#### Exercise input

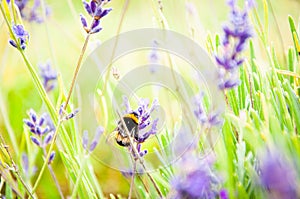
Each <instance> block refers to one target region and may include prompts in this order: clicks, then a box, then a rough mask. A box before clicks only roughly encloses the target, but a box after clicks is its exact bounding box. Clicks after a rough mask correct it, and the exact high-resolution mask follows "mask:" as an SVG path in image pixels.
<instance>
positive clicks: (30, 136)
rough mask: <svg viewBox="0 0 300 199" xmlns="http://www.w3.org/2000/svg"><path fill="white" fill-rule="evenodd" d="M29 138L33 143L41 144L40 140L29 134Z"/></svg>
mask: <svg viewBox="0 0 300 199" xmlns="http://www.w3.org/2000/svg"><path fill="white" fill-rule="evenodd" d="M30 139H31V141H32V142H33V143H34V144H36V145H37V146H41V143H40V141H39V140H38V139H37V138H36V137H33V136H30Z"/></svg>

########
#### Exercise input

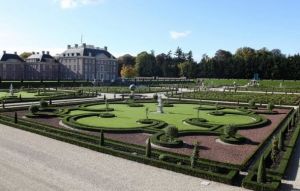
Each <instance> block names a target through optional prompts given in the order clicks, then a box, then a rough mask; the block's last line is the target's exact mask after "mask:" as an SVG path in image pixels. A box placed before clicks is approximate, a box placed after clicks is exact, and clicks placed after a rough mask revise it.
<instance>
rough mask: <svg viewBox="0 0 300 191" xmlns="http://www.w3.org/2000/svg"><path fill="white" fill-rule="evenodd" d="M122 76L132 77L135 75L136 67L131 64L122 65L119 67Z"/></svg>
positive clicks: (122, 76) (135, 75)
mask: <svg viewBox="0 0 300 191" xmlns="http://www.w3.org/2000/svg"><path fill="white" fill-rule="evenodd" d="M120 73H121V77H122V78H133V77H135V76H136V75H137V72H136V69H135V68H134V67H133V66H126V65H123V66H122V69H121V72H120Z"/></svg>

########
#### Exercise input

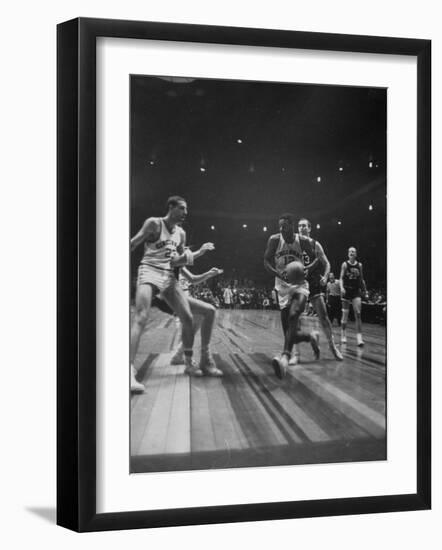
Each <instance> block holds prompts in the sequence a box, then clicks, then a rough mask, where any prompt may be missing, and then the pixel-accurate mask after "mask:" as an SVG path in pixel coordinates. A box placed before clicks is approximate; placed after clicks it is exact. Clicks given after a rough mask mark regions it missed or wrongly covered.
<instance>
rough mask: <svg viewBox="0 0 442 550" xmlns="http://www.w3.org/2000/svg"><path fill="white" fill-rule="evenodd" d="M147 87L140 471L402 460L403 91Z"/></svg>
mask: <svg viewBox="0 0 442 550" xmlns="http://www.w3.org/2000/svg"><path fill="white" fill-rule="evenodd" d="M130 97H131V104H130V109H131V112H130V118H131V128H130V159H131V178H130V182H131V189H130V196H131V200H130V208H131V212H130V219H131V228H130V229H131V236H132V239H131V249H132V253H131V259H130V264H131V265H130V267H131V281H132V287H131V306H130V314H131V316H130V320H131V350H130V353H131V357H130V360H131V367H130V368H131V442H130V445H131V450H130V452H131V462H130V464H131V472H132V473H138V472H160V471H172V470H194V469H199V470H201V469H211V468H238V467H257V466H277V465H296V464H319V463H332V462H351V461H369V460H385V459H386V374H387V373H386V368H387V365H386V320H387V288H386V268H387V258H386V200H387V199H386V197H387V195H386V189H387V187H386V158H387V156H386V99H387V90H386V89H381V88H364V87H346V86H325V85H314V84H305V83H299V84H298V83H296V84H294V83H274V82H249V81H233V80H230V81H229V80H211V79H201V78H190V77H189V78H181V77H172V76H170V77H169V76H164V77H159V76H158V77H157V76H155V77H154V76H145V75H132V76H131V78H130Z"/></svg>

########

Exercise requirements »
Report the number of lines in the records that include the string "prompts", and write no other words.

Finished task »
3